- _QUOTED PASSAGE_
- - - -
FAQs

1) How much does it cost?
Each service that a family and/or senior might need has its own cost. The cost of the service is dependent upon the guidelines from the funding sources. Family Alliance has a number of different funding sources. The cost will be discussed with you when you call and it is determined by the type of intervention you and/or your family find yourself in need of.

2) Who pays for it?
The service can be paid for privately by family, by the senior or a combination of both. We offer some services that are subsidized by the Illinois Department of Aging, and the state Department of Mental Health and the Illinois Department of Public Aid which are now under the umbrella of Department of Human Services.

3) Doesn’t Medicare provide for this?
Medicare does reimburse some of the cost for an evaluation by the geriatric psychiatrist. The remainder of this fee could be paid for by private insurance if there is coverage for this type of evaluation. Medicare also pays in part for therapy provided by our Medicare Certified Counselors. Your supplemental insurance may also help with this providing you have therapy as part of your coverage. Medicare does not cover Adult Day Health Services and will not reimburse for this type of service at this time.

4) My mother can’t be alone, how do I find a nursing home?
When a medical professional alerts you to the fact that it is not advisable for your senior family member to be alone it is important to understand that there are many options for Long Term Care. Family Alliance staff can help you plan for the long term and introduce you to the many options for care that exist locally.

Long Term Care used to mean Nursing Home Care, but that has changed considerably. Long Term Care can include: in home care services such as chore/housekeeping, bathing services, nursing services and 24-hour in home care agencies, there is Adult Day Health for coverage during the day, there is assisted living offered within the range of services within certain retirement communities. There are Care Managers available to help you set these services up. There are Case Managers to help you solicit care and monitor your family member’s response to the care that has been set up. There are a myriad of options for responding to the care needs of a senior who is no longer safe at home. We have staff that can help you look at what might be available in your senior family’s locale.
- - - -
- _TASK INSTRUCTIONS_
[a] Reproduce the part of the Family Alliance FAQ starting with "1) How much" and going on through "in need of.".
[b] According to the Family Alliance FAQ, which service does Medicare not cover?
None of the data is needed here.

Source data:
- - - -
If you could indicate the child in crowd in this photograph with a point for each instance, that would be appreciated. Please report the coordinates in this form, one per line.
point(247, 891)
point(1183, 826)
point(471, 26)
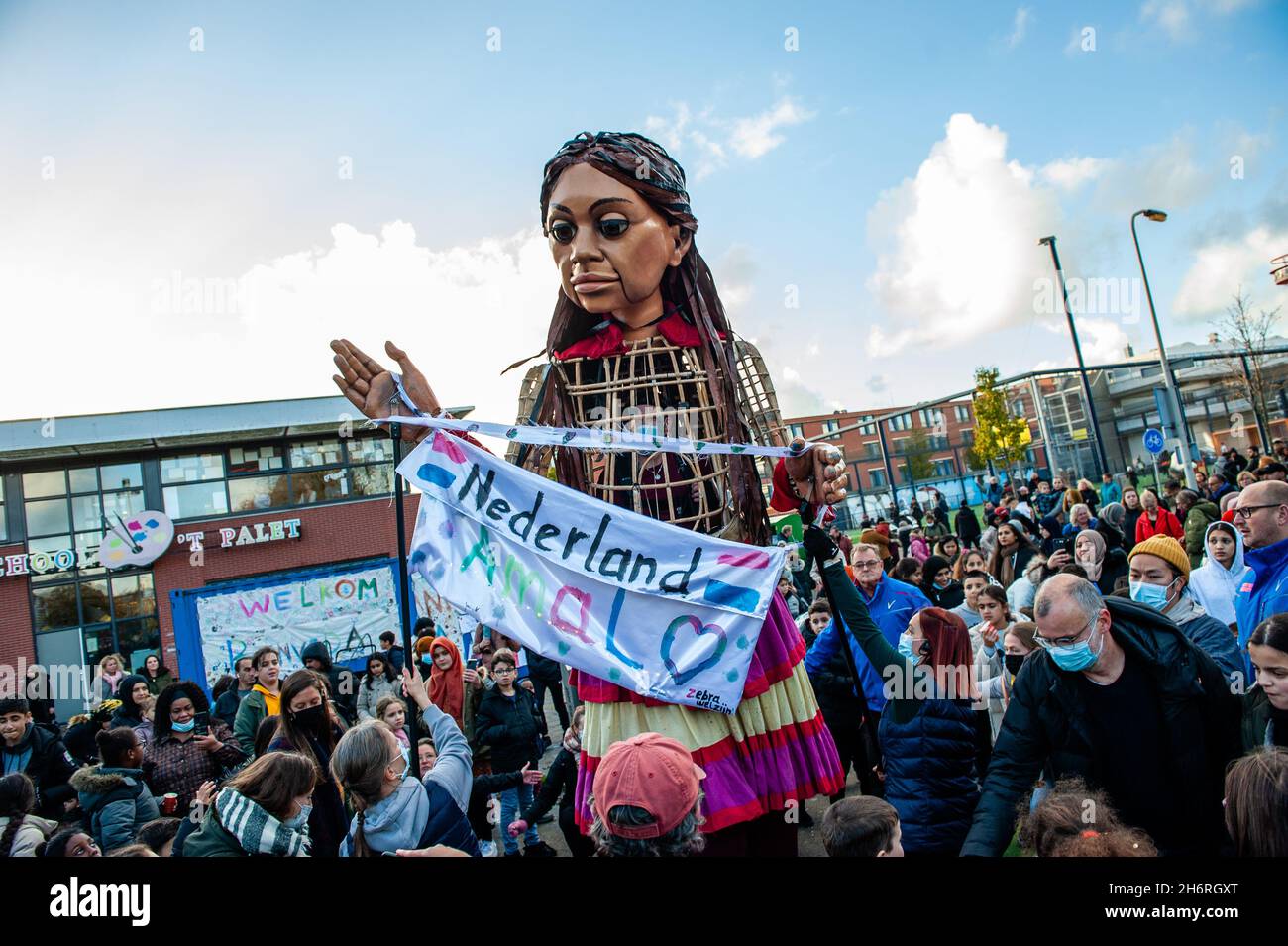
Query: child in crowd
point(1256, 803)
point(1074, 821)
point(393, 713)
point(862, 826)
point(428, 755)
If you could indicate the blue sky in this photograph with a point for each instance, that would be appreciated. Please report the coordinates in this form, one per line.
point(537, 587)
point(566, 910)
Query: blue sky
point(896, 168)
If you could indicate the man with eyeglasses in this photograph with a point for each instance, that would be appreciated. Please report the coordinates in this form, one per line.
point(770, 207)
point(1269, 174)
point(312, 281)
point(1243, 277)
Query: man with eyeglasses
point(892, 605)
point(1119, 696)
point(1261, 517)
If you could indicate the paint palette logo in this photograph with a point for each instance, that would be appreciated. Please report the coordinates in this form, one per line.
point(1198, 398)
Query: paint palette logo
point(136, 540)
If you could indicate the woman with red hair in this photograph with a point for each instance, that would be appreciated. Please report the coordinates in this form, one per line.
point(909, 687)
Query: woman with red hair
point(927, 730)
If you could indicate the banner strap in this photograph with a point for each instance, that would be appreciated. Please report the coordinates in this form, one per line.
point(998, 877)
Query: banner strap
point(642, 441)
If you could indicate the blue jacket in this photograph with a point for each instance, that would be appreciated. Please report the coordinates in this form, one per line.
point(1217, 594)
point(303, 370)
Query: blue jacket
point(1263, 592)
point(890, 607)
point(930, 774)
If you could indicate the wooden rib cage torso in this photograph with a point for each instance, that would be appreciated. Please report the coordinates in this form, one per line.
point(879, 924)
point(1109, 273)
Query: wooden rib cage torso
point(657, 389)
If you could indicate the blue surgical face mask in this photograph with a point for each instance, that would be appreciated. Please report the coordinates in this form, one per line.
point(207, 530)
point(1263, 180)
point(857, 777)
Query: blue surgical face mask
point(1077, 657)
point(1150, 594)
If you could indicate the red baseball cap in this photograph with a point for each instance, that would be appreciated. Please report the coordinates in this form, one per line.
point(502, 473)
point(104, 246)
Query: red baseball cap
point(652, 773)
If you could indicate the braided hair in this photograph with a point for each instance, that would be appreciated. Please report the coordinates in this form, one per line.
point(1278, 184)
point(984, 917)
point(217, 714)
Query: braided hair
point(644, 166)
point(17, 800)
point(359, 766)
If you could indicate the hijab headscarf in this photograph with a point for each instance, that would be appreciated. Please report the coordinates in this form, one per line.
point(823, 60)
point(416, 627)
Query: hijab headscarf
point(1093, 568)
point(447, 687)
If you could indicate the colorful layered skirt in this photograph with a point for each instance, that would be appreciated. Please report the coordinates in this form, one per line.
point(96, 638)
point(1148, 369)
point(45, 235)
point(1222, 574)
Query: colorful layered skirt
point(774, 751)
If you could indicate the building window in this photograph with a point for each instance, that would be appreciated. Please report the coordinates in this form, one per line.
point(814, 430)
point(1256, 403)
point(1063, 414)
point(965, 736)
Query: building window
point(202, 493)
point(931, 417)
point(68, 508)
point(65, 510)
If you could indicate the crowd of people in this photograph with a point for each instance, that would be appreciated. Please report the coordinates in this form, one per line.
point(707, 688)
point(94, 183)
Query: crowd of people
point(984, 680)
point(1150, 631)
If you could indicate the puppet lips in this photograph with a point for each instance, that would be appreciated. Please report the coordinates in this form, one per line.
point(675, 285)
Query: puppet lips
point(590, 282)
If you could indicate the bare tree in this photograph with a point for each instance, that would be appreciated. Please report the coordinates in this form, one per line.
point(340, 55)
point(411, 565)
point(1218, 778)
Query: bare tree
point(1248, 335)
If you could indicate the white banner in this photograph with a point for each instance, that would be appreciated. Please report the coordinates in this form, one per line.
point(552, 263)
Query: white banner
point(348, 610)
point(660, 610)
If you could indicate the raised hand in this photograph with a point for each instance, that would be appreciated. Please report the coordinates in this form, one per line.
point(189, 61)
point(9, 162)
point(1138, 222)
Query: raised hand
point(820, 472)
point(370, 386)
point(413, 686)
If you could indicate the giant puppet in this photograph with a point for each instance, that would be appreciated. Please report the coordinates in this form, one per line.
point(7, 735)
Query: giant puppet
point(639, 336)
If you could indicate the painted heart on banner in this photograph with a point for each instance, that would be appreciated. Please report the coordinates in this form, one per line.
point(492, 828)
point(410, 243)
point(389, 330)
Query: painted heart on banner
point(698, 628)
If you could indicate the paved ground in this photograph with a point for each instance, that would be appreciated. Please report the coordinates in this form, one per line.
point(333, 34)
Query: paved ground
point(809, 843)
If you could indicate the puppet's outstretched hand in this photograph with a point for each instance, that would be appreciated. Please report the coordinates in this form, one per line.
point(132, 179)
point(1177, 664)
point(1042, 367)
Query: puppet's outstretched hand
point(370, 386)
point(822, 470)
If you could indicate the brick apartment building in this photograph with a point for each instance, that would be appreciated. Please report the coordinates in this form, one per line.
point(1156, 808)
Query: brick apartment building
point(879, 444)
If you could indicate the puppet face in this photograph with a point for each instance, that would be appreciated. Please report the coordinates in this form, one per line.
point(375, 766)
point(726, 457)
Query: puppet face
point(610, 246)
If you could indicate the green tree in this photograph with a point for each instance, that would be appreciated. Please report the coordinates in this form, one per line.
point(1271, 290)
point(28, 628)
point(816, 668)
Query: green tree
point(999, 435)
point(915, 454)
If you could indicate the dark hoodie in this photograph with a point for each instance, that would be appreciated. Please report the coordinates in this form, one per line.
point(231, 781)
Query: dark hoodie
point(945, 597)
point(1048, 727)
point(344, 688)
point(46, 761)
point(128, 716)
point(1052, 538)
point(116, 803)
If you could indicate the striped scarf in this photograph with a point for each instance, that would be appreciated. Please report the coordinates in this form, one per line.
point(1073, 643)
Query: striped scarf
point(258, 832)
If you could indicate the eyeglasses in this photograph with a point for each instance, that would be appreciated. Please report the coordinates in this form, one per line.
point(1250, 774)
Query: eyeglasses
point(1245, 511)
point(1047, 644)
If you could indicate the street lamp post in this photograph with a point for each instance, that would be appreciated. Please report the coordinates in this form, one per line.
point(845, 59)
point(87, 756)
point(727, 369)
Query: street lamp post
point(1077, 352)
point(1172, 394)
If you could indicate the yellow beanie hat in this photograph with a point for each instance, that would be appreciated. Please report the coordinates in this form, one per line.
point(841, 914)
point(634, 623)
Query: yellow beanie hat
point(1166, 549)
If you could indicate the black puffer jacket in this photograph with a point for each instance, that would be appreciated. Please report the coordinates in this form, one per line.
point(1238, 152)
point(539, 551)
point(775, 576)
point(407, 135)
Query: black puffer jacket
point(343, 681)
point(1046, 726)
point(510, 727)
point(50, 769)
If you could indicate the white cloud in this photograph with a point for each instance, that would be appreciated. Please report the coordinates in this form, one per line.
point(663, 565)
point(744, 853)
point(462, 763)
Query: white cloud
point(758, 136)
point(735, 278)
point(1222, 266)
point(708, 139)
point(1176, 17)
point(1171, 16)
point(1102, 340)
point(957, 252)
point(1020, 26)
point(1072, 172)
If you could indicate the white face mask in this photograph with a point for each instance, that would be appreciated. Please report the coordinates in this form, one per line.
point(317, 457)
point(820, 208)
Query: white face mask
point(297, 821)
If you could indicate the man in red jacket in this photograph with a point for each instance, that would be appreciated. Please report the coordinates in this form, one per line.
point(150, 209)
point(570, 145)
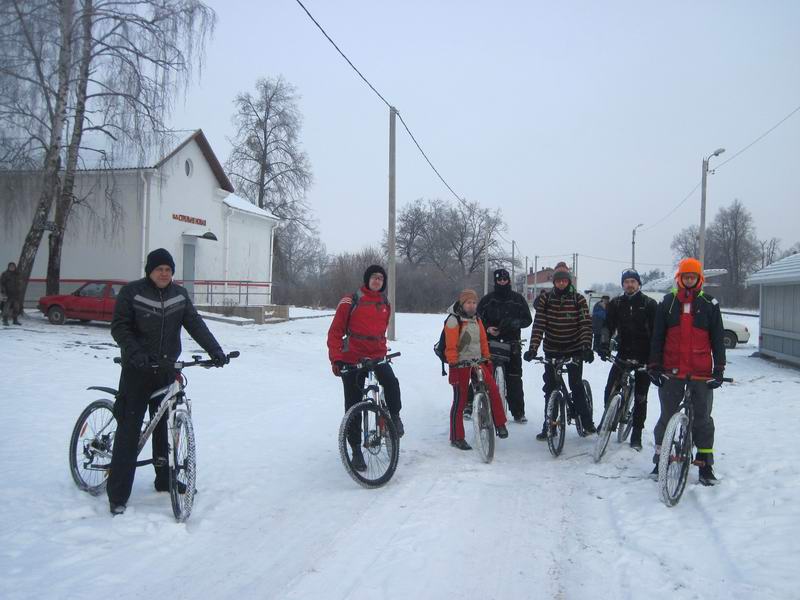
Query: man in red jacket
point(358, 331)
point(688, 340)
- - - -
- _EXERCISE SOLUTIONS_
[a]
1) How much does it cost?
Each service that a family and/or senior might need has its own cost. The cost of the service is dependent upon the guidelines from the funding sources. Family Alliance has a number of different funding sources. The cost will be discussed with you when you call and it is determined by the type of intervention you and/or your family find yourself in need of.

[b] Adult Day Health Services.